YOUR GOAL:
Change "roof chimney" to "brick chimney" in the records from the line with "Element lookup — where exactly is the asphalt" to the line with "xmin=979 ymin=112 xmax=1000 ymax=161", and give only those lines, with everything else unchanged.

INPUT ROWS:
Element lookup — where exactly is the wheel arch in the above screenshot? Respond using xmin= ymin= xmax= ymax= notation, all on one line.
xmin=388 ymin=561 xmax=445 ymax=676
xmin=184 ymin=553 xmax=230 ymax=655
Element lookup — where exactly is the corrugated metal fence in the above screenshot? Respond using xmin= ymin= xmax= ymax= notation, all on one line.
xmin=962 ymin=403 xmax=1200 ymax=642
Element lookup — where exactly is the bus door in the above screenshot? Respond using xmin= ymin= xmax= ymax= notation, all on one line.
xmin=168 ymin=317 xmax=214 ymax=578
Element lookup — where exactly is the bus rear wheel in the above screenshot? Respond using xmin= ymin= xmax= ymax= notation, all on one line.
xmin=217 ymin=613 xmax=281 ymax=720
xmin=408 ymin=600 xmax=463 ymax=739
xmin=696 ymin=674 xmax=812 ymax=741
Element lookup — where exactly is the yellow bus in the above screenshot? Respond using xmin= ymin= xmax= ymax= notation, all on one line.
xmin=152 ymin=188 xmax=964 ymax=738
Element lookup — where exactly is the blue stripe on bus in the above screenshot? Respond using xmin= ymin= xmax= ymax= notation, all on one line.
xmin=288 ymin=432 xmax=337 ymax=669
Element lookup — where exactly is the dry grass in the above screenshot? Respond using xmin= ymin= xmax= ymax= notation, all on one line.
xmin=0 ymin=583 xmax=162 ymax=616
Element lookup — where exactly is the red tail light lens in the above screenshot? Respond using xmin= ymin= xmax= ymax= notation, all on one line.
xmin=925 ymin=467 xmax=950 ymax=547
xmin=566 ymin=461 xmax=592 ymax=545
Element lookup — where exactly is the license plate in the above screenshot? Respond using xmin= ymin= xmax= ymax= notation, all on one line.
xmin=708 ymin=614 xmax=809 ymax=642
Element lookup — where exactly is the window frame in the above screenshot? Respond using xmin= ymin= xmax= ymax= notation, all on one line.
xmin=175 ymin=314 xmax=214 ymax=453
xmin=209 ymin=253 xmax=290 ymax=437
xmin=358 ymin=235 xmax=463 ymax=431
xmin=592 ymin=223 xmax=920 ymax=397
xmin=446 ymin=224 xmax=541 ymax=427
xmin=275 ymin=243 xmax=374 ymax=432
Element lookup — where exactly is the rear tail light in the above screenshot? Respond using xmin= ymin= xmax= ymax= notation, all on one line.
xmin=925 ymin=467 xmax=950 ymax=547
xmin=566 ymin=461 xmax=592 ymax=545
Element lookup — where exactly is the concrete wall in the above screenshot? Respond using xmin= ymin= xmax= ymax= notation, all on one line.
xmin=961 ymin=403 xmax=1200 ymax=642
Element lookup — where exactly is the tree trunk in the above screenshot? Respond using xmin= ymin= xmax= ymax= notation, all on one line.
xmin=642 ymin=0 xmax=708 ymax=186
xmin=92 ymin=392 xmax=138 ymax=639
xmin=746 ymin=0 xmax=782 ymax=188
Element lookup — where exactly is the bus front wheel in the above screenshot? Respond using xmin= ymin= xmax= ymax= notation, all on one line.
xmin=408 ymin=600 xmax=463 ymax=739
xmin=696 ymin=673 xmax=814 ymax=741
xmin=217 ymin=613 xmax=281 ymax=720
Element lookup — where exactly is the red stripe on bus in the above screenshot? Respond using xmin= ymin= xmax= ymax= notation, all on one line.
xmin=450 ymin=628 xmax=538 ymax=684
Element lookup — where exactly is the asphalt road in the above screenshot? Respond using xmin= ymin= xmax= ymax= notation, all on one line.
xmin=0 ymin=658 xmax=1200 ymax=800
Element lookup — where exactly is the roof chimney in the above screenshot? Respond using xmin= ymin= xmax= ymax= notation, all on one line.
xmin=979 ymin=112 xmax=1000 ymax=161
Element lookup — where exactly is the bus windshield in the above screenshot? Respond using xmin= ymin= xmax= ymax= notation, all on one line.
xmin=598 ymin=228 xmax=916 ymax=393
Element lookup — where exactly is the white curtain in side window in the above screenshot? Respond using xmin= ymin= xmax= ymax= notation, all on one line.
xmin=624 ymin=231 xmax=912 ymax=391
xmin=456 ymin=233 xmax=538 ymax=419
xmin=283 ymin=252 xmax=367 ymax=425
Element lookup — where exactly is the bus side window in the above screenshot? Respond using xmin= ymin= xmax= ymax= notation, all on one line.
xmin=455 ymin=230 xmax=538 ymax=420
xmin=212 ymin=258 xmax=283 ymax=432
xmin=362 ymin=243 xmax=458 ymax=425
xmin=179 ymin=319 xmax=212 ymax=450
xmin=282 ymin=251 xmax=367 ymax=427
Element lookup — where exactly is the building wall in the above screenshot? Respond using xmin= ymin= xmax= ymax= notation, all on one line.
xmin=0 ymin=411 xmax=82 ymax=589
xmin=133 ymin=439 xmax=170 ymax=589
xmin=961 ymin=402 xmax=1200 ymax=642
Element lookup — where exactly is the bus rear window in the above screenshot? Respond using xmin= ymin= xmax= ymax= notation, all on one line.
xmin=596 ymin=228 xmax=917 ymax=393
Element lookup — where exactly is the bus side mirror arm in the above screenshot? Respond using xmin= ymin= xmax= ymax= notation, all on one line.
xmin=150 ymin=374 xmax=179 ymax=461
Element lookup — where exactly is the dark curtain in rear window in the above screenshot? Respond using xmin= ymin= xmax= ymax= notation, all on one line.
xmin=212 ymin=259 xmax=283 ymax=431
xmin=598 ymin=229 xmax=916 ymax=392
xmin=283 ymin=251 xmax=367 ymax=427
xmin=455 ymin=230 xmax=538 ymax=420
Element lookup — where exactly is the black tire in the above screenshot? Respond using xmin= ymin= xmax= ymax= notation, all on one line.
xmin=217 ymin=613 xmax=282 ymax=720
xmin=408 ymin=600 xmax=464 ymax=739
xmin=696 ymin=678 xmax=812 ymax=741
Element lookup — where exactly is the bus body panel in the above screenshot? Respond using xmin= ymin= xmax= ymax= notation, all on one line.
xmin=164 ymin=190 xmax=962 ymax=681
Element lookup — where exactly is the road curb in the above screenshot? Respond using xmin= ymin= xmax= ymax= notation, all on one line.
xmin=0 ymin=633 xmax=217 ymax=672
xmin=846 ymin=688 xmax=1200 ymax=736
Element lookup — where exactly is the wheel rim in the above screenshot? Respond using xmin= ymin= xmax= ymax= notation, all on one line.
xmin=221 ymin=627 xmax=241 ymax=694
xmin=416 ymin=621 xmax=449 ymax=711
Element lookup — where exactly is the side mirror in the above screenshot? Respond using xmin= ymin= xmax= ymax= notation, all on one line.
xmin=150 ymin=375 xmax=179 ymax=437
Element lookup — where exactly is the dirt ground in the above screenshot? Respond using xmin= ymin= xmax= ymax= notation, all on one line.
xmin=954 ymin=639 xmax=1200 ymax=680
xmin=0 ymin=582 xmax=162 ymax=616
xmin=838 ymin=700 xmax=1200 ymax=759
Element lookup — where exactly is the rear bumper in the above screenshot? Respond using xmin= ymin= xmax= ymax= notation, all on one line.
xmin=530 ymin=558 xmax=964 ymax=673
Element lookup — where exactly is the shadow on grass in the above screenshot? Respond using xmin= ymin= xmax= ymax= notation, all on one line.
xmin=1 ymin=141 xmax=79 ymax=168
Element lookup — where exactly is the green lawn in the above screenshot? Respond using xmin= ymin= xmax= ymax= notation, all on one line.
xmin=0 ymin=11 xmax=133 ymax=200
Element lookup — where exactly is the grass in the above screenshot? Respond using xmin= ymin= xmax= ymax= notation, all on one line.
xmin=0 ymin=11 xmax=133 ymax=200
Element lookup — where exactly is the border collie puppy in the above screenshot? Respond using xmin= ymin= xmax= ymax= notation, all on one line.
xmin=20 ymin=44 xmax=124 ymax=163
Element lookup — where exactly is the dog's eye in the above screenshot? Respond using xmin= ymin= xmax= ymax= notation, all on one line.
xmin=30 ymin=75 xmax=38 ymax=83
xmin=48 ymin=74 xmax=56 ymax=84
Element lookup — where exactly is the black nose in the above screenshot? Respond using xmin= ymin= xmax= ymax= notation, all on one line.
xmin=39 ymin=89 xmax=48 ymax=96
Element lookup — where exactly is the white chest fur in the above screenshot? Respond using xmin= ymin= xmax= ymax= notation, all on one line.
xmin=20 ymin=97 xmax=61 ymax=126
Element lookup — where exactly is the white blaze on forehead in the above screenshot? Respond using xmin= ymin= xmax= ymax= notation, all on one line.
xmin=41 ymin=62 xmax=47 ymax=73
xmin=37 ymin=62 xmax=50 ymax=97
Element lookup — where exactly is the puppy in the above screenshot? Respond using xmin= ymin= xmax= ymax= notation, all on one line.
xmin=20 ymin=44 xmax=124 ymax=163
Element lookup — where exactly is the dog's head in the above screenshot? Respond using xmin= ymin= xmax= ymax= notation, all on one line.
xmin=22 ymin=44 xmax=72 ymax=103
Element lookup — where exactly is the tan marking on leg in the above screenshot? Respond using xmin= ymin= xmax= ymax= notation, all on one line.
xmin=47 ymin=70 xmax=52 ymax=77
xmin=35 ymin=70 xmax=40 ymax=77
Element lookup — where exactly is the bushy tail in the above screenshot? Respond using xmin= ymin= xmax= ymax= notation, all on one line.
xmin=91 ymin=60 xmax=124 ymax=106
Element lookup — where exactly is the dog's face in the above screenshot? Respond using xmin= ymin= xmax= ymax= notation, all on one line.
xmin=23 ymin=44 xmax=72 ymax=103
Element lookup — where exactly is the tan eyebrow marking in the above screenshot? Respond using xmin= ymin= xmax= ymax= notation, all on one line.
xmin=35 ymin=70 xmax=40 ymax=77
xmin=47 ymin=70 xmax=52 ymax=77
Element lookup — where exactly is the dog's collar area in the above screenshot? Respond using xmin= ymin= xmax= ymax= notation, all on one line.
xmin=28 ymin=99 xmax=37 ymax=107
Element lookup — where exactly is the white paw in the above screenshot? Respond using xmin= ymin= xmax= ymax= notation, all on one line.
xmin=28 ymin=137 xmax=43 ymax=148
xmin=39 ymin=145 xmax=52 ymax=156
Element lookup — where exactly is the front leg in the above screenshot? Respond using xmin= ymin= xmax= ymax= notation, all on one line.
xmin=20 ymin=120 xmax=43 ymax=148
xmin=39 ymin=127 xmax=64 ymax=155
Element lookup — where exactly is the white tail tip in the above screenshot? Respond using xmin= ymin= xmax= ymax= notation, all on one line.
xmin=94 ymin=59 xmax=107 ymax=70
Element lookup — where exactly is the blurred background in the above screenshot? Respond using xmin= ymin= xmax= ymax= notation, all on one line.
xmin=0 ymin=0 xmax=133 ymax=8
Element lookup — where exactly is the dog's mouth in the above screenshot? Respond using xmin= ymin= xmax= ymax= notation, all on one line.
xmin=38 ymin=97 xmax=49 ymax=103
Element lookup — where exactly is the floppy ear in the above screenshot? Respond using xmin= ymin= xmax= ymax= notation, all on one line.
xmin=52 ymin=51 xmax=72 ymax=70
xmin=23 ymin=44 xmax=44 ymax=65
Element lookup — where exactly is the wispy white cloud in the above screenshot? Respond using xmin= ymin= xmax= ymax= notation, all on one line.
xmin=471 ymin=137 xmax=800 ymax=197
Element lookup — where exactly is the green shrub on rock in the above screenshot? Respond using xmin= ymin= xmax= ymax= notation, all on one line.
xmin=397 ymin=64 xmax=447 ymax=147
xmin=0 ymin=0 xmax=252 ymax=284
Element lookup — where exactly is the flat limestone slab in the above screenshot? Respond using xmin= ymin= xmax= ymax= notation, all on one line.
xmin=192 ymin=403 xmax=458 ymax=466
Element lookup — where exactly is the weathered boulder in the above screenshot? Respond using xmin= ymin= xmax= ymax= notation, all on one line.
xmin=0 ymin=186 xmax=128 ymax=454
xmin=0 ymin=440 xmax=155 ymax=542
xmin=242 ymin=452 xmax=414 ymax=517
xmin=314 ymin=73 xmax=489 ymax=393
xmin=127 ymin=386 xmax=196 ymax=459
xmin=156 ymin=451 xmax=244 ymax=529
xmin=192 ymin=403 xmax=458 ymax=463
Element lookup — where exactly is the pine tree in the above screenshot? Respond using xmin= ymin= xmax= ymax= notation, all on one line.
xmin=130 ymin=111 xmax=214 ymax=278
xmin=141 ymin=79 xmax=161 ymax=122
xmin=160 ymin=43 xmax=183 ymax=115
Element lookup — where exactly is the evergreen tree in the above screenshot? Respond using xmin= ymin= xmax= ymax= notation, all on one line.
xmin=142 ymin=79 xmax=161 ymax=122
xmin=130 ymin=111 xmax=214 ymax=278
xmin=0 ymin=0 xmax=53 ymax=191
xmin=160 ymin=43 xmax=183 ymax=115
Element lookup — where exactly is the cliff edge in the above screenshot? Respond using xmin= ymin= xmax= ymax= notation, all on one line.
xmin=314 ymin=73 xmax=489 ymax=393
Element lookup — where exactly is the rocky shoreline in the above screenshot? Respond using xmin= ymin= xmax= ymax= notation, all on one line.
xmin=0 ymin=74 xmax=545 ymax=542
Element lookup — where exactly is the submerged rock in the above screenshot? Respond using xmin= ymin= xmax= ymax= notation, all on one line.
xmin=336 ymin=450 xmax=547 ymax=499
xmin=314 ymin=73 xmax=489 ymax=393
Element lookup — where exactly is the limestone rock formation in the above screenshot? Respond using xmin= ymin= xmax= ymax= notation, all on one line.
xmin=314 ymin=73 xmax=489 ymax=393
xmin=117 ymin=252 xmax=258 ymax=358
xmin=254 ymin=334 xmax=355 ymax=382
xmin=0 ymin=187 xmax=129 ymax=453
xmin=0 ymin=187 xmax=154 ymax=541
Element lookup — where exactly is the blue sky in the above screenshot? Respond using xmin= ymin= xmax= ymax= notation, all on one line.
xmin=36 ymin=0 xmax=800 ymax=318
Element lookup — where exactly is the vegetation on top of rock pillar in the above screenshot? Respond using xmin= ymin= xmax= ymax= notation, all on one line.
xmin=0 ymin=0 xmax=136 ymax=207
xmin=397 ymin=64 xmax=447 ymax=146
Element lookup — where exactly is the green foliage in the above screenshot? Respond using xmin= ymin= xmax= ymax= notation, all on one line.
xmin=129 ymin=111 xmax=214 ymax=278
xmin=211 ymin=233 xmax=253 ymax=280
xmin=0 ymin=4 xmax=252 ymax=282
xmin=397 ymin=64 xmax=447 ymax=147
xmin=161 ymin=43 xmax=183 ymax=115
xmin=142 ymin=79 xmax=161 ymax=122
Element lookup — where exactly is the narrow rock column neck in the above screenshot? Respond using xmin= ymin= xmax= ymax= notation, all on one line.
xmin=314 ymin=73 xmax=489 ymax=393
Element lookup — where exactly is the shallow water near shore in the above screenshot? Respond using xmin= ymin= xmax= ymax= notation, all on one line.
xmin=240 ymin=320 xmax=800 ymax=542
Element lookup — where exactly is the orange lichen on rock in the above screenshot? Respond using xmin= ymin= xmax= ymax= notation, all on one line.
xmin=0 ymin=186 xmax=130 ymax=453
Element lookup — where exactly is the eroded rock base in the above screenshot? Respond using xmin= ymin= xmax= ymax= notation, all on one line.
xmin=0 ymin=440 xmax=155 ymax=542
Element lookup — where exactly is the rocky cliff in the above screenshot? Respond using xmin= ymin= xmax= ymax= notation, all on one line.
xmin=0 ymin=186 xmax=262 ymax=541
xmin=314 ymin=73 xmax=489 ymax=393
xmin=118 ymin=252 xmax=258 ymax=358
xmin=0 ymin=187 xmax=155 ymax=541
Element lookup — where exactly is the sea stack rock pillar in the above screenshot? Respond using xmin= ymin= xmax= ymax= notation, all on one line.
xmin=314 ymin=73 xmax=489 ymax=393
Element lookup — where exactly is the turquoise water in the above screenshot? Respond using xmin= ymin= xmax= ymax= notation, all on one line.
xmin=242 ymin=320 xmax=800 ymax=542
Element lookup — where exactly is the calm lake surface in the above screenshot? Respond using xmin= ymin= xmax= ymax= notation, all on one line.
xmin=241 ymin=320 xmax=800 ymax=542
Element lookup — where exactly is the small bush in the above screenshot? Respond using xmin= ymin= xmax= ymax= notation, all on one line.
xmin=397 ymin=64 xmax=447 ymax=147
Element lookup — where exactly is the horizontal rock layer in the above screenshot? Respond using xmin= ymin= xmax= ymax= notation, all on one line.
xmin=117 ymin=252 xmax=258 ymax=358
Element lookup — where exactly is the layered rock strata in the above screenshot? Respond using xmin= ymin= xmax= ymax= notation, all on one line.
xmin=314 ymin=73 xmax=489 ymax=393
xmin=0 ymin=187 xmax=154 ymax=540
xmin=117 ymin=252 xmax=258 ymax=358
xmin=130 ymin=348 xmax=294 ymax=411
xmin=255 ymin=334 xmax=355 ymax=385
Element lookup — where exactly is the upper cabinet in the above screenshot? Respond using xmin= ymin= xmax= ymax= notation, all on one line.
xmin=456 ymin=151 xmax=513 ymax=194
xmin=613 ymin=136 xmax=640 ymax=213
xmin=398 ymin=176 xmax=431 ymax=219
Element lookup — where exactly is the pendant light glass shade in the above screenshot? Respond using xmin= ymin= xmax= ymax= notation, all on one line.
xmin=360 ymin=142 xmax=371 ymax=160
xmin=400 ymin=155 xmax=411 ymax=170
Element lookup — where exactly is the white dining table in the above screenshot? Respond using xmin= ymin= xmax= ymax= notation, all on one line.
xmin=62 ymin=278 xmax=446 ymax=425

EXERCISE ANSWER:
Element lookup — where exactly is the asphalt road in the above screenshot? Respond using xmin= ymin= xmax= ymax= notation, all on one line.
xmin=0 ymin=658 xmax=1200 ymax=800
Element lookup — where exactly is the brick chimney in the above screenshot? Respond using xmin= ymin= xmax= ymax= notation, all on one line.
xmin=979 ymin=112 xmax=1000 ymax=161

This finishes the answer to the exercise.